▶ **WHAT YOU ARE ASKED TO DO**
Scan the lines below for the string "target" and copy every one that has it.

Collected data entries
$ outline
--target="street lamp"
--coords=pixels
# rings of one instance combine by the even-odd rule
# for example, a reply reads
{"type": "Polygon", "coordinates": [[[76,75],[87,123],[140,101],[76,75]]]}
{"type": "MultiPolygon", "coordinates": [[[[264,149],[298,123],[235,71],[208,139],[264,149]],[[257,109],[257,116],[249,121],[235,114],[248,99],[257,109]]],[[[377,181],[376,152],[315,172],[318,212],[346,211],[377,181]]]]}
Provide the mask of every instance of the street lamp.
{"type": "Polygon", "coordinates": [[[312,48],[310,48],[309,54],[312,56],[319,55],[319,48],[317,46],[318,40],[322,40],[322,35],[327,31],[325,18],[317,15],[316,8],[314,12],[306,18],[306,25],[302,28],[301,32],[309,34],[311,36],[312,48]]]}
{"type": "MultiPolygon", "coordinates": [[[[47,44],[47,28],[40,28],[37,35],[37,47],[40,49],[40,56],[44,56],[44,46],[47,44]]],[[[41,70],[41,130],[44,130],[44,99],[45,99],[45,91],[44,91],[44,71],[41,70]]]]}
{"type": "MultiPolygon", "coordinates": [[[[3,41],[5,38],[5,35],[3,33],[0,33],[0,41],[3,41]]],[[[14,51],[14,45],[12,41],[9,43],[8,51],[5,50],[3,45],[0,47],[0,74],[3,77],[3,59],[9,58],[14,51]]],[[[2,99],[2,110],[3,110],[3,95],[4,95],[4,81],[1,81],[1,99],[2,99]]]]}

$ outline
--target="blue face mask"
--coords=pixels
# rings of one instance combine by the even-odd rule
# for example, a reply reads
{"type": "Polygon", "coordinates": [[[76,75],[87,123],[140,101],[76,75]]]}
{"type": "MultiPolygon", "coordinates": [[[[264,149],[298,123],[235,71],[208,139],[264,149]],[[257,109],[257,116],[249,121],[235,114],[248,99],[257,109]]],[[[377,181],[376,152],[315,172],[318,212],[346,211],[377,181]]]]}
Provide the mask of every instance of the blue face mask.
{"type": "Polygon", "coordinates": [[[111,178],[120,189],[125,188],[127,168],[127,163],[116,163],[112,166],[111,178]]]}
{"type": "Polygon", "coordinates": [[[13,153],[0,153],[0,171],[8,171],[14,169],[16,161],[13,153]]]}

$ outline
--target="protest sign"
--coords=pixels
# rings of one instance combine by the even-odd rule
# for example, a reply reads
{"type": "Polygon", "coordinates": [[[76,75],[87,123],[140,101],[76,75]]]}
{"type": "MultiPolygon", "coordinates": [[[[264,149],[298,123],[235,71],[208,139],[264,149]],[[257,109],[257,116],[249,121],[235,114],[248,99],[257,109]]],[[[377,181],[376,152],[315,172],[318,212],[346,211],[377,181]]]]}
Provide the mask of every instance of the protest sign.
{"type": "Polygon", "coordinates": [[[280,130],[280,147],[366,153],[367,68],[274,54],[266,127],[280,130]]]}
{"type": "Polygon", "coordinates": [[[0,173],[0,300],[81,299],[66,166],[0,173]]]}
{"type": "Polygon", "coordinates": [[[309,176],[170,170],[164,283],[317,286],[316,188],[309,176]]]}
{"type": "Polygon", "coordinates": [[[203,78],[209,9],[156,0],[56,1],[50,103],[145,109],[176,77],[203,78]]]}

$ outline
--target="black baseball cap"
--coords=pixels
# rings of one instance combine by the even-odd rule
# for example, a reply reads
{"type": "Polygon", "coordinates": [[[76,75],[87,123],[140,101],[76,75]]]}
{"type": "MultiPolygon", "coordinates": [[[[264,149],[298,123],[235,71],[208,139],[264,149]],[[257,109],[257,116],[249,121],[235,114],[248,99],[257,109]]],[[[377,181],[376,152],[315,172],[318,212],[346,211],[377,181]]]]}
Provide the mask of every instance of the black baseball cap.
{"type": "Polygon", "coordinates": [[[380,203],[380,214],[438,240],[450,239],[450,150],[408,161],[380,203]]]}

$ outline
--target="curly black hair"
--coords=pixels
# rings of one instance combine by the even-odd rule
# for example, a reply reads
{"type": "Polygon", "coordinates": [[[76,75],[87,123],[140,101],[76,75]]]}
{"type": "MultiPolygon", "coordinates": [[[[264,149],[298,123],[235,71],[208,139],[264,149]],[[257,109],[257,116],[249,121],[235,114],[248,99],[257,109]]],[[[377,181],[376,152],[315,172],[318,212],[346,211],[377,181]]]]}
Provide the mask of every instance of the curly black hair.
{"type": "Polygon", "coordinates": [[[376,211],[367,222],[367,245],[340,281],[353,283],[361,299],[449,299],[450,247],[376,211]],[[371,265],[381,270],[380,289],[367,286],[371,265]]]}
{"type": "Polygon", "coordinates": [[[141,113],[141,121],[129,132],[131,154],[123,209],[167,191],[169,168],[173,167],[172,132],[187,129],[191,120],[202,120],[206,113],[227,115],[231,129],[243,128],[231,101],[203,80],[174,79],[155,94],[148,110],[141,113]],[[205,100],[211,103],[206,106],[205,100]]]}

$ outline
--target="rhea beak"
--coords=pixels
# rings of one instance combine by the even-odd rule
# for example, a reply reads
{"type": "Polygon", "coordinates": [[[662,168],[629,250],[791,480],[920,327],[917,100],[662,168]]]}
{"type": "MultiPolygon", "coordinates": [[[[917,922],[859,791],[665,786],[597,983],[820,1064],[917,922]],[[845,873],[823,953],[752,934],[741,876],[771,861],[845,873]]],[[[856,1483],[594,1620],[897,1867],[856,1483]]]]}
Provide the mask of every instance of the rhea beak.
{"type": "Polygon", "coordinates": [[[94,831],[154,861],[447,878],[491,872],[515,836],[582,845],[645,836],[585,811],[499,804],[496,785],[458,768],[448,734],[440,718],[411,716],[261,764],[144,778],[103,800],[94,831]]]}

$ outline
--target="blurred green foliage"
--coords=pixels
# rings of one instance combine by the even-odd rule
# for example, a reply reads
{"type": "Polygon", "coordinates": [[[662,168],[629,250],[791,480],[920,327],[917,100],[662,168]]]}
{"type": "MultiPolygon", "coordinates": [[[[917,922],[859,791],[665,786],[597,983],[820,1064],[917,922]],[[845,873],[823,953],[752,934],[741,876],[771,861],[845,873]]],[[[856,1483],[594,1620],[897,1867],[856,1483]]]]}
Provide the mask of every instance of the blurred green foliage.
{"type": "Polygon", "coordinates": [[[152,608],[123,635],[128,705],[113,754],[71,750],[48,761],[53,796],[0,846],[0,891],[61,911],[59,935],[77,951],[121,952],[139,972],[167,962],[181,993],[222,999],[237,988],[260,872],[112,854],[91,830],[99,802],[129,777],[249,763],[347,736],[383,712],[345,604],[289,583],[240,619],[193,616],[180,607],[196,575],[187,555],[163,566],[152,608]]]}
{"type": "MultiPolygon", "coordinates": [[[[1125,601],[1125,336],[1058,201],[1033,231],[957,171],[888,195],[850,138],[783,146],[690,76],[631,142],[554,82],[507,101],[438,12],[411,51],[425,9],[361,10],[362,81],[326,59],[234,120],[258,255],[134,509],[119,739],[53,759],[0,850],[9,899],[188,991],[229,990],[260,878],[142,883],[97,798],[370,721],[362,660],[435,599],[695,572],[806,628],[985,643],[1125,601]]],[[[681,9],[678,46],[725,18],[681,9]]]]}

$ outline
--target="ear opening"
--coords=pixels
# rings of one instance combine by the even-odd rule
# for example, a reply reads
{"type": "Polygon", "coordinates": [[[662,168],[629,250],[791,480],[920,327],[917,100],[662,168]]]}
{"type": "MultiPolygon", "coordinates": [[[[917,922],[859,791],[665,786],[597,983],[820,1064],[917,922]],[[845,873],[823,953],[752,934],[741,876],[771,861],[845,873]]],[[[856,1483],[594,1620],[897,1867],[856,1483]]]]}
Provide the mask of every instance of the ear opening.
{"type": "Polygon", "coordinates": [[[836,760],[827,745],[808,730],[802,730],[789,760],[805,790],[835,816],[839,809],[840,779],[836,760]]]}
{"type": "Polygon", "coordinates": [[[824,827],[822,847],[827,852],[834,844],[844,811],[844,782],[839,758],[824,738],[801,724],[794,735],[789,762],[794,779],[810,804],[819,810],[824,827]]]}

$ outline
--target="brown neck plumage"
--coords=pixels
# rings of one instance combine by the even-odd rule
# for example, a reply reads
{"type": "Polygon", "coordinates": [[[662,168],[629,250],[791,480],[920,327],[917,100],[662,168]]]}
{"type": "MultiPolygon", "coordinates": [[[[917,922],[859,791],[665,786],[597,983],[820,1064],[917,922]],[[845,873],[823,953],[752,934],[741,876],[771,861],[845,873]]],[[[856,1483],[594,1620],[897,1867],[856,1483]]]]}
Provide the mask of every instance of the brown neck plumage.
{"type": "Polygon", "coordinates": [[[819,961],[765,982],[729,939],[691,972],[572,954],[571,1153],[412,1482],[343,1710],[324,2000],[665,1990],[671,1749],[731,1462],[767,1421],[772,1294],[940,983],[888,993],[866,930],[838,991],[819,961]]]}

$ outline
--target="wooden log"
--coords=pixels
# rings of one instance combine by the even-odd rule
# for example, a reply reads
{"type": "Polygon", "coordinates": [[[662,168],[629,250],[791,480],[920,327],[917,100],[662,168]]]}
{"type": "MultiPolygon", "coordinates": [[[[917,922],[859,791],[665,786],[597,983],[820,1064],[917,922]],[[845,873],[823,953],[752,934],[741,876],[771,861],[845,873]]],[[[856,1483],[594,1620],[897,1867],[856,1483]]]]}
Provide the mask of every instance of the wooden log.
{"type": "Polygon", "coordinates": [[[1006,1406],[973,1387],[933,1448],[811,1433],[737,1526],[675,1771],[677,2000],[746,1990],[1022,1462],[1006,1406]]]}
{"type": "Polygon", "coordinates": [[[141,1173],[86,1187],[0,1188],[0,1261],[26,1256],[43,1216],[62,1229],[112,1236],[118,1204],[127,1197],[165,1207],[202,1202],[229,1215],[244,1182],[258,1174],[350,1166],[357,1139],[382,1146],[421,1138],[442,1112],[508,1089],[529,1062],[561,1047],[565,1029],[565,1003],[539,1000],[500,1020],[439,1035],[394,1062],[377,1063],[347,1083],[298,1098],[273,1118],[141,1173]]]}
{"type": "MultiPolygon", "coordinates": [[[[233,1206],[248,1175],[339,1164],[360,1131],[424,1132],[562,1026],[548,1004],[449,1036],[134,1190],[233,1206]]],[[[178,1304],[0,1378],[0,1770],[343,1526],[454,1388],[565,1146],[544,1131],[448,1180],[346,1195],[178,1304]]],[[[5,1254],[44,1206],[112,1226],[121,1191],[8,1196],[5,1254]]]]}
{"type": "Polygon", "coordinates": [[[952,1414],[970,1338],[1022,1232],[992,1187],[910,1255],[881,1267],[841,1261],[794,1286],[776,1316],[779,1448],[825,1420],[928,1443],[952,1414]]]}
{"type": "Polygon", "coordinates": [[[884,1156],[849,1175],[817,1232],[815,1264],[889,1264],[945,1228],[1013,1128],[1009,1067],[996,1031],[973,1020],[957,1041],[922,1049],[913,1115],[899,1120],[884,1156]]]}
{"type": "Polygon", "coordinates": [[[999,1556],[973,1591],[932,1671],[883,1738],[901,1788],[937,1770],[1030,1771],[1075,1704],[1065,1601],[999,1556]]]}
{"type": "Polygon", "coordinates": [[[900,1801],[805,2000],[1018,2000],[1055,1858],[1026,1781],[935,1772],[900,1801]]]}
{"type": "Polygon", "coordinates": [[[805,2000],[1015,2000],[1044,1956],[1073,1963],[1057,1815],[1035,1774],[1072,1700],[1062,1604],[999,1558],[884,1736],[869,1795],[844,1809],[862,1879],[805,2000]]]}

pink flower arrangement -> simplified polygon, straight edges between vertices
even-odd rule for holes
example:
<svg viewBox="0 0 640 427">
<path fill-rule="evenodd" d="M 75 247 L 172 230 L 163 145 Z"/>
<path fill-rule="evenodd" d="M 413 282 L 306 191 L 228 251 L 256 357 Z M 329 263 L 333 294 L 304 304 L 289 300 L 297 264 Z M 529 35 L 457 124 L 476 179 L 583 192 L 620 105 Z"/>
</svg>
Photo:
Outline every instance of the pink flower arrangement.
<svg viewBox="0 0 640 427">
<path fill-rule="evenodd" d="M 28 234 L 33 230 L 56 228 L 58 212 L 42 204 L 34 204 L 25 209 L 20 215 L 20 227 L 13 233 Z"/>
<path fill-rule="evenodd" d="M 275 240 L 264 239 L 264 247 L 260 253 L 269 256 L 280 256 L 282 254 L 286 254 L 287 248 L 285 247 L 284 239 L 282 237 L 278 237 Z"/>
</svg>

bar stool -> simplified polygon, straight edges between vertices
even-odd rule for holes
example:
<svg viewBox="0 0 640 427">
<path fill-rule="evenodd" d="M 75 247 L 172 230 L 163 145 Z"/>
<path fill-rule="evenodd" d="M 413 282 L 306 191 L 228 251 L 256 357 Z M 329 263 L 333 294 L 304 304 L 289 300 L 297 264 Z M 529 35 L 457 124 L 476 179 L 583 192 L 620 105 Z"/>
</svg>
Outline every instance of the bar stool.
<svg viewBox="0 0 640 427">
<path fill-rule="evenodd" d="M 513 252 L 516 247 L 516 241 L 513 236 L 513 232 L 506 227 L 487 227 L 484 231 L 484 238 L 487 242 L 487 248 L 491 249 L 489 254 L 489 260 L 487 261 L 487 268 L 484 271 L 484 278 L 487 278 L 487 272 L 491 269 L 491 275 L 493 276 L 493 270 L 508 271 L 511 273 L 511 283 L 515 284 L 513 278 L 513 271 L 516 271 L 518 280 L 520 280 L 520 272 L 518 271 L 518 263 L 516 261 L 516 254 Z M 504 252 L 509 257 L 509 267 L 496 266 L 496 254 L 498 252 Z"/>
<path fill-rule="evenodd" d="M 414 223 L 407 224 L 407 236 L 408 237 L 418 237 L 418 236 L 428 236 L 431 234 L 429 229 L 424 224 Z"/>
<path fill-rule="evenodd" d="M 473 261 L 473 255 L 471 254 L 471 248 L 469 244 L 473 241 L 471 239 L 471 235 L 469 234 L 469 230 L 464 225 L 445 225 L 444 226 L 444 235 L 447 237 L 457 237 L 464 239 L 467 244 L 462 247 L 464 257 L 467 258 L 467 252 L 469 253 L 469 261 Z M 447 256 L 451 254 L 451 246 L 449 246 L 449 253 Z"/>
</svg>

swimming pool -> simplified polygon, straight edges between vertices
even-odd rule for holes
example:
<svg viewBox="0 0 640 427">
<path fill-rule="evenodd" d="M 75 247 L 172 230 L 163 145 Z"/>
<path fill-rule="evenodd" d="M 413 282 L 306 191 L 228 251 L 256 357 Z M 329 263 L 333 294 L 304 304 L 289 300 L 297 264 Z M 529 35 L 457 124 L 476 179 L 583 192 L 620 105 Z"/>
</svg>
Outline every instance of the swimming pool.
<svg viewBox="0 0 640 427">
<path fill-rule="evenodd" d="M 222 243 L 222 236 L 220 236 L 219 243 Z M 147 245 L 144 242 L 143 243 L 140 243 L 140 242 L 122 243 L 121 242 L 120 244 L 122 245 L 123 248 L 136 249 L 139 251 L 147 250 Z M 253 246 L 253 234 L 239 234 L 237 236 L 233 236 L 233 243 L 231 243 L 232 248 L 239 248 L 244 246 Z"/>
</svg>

▶ **EXERCISE RESPONSE**
--target="street lamp"
--target="blue face mask"
--target="protest sign"
--target="black baseball cap"
--target="curly black hair"
--target="rhea beak"
--target="blurred green foliage"
--target="ear opening"
--target="brown neck plumage"
--target="wooden log"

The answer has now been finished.